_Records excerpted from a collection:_

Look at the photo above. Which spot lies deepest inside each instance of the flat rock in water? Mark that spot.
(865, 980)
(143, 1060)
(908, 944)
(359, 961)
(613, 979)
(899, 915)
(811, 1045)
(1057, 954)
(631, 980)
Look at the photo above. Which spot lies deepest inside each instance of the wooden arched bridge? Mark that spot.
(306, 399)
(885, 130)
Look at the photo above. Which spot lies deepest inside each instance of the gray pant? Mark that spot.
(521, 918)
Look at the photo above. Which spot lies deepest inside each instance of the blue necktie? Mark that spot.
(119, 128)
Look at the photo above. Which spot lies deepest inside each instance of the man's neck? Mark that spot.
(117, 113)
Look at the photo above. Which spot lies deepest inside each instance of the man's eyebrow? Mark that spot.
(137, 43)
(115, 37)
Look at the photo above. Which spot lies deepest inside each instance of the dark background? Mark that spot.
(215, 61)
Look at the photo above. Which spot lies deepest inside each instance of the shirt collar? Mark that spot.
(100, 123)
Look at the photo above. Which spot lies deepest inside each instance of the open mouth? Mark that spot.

_Work to complete:_ Please provide an exact transcription of each line from the one holding "collar? Mark that spot." through the final line of the data above.

_Written reply:_
Look at the photo above. Which spot lies deepest inside each instance of the shirt collar? Mark that spot.
(100, 123)
Look at the photo above. Which spot lies deepest inside each instance of the open mouth? Mark that spot.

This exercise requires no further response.